This is a story about a management consulting firm, who tries to acquire a successful running boutique consulting firm. While studying the success of the boutique firm, the consultant at the other firm learns the below model the boutique firm uses, which he later explains to his senior management.
The model, called the naked service, is based on one thing i.e. Vulnerability. To be vulnerable means embracing humility, selflessness and transparency for the good for the client. It is more difficult than it seems, because humility, selflessness and transparency often entail suffering, something human beings usually not welcome. Being naked allows the consultant to gain higher trust and confidence of the clients, which results in customer loyalty.
There are three fears that prevent us from embracing vulnerable.
Fear of losing the business
No service provider wants to lose their clients or business, and ironically, this fear of losing the business hurts our ability to increase business. What clients want more than anything is to know that we’re more interested in helping them than we are in maintaining our revenue source. It’s worth reminding ourselves that clients can smell fear and are repelled by it.
Naked consultants know that clients are attracted to those who will be honest and direct with them, even if it might jeopardise the relationship.
Fear of being embarrassed
No-one likes making mistakes in public, especially in front of those who are paying us for our advice or counsel. This fear is about avoiding the appearance of ignorance and wanting to be seen as smart.
Naked consultants are so concerned about helping a client that they are willing to ask questions and make suggestions, even if those questions and suggestions could turn out to be laughably wrong. They readily admit what they don’t know and are quick to point out — even to celebrate — their errors because protecting their intellectual ego is not important to them.
Fear of feeling inferior
Fear of feeling inferior is not about our intellectual pride, but rather about preserving our sense of importance and social standing relative to a client. As consultants, we try to achieve and preserve a certain level of standing and importance in the eyes of our clients. But sometimes we forget that the word “service” shares the same root meaning as “servant” and even “subservience.”
Naked consultants not only overcome their need to feel important in the eyes of their clients, but also put themselves in a lower position purposefully. They do whatever a client needs them to do to help them improve, even if it results in temporarily looking down to. Ironically clients trust and respect them more as there is nothing more attractive than people willfully and cheerfully set their egos aside and make others needs more important than own needs.
Shredding these fears
The model also talks about practices that one should use to shred these fears.
Shredding Fear of losing the business
- Always Consult instead of Sell — Naked consultants avoid, as much as possible, tell clients what they would do when hired, instead they start serving them as if they were hired already. With this, sales become service giveaways, which gives the consultants higher confidence than if they would try to convince the potential client to make a decision.
- Give away the business — When it comes to fees, it entails erring on the customer, so naked consultants show that they are interested in helping them for the long term, than maximizing the short term revenue. One example situation given in the book is charging the client a lower fee than usual as the client was not expecting such a higher charge. Such situations usually result in long term relationship with the client, sacrificing the short term revenue.

=====

Tasks to complete »
[1] Which three fears does the naked service text say keep us from embracing vulnerability?
[2] Summarize the naked service text in two sentences.
The records have no connection to the naked service text.

=====

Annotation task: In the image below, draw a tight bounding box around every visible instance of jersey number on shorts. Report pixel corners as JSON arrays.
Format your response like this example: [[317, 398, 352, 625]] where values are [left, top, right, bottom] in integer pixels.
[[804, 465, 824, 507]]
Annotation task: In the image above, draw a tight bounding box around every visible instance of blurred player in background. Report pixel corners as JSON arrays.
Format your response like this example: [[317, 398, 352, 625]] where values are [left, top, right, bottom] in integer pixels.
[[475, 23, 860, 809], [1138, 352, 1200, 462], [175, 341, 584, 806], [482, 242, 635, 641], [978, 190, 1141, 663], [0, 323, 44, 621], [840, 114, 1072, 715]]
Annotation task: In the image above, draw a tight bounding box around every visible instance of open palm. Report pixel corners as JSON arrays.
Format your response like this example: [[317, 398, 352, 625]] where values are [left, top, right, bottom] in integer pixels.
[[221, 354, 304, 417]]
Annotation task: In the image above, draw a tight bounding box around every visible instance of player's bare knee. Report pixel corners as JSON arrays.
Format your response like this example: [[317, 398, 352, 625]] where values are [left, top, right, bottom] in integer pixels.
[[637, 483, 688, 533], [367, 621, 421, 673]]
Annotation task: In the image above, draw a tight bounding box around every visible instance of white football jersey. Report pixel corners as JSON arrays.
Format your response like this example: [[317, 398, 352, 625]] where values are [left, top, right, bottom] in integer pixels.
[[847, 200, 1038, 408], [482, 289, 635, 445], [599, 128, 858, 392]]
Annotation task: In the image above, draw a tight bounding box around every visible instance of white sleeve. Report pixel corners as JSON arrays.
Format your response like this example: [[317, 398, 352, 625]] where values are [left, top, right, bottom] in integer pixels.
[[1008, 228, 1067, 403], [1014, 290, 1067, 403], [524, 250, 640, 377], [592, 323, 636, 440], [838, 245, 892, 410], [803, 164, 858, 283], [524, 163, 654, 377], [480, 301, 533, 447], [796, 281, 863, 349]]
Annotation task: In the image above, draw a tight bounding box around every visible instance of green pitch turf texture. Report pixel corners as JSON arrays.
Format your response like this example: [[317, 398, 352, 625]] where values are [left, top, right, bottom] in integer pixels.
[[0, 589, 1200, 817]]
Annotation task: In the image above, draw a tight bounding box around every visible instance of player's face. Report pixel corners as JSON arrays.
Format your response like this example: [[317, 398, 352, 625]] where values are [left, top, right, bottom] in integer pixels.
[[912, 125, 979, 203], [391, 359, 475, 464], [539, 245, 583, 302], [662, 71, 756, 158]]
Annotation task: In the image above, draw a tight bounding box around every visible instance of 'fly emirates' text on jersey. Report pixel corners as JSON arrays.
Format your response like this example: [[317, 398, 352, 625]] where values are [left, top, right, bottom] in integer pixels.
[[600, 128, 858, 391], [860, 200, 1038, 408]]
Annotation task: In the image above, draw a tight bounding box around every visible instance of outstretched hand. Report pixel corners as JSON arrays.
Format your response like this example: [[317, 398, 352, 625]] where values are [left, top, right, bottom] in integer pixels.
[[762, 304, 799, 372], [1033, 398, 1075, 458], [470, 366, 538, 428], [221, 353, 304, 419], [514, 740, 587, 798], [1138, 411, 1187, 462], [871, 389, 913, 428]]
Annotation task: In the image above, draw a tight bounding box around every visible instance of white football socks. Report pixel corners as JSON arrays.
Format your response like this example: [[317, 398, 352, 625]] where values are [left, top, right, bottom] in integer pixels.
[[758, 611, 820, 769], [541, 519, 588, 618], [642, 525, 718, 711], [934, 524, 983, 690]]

=====

The responses »
[1] Fear of losing the business, fear of being embarrassed, and fear of feeling inferior.

[2] A consultant studying a successful boutique firm learns its model, the naked service, which rests on vulnerability: embracing humility, selflessness and transparency for the client's good to earn trust and loyalty. The model names three fears that block vulnerability (losing the business, being embarrassed, and feeling inferior) and offers practices to shred them, such as consulting instead of selling and giving away the business.